## EXERCISE DESCRIPTION
Copy the rows below word for word, leaving out the pictures.

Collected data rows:
◆ ◆ ◆ ◆

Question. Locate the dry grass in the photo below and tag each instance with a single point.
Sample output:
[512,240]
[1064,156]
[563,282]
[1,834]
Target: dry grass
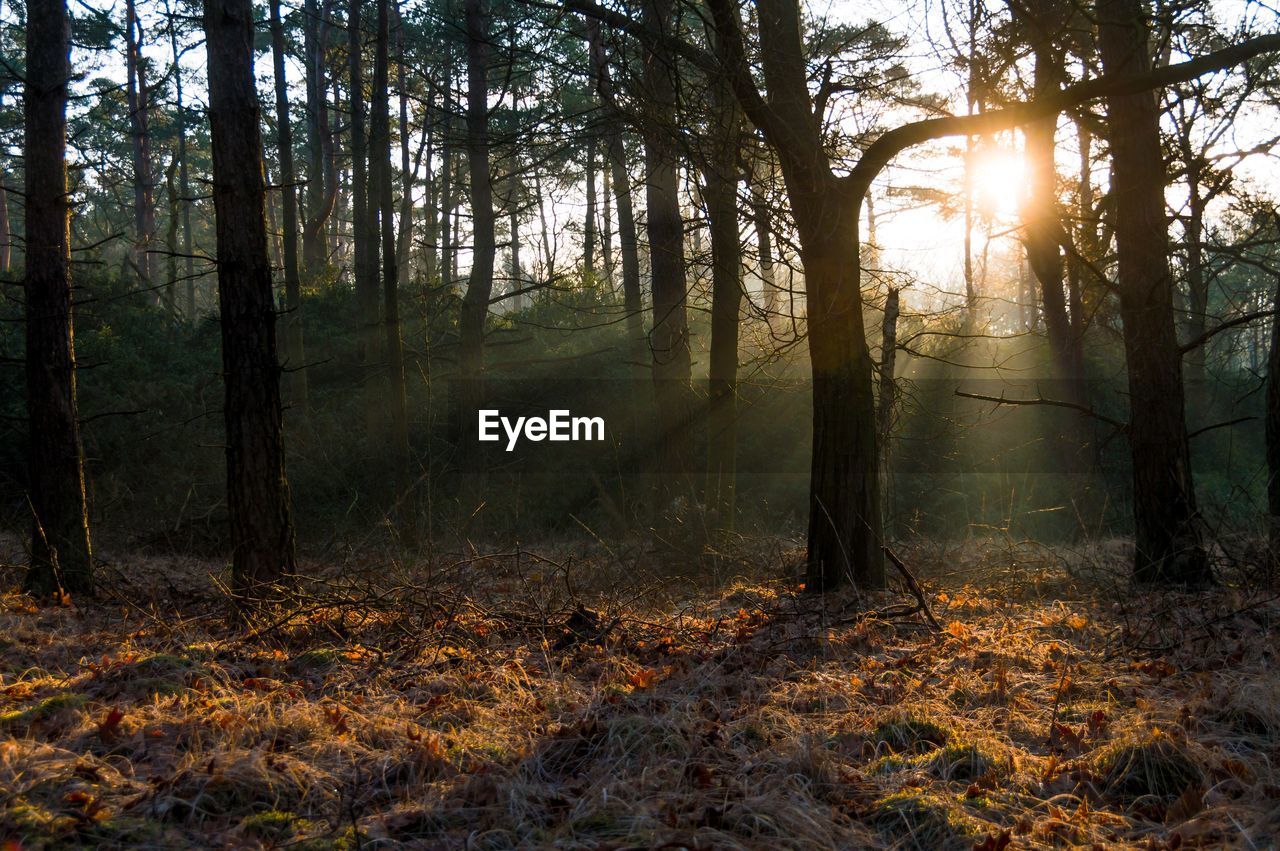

◆ ◆ ◆ ◆

## RESPONSE
Question. Locate the dry grass in the photo below and tag each instance with a single point.
Sample output:
[512,240]
[1064,156]
[563,282]
[1,834]
Target: dry grass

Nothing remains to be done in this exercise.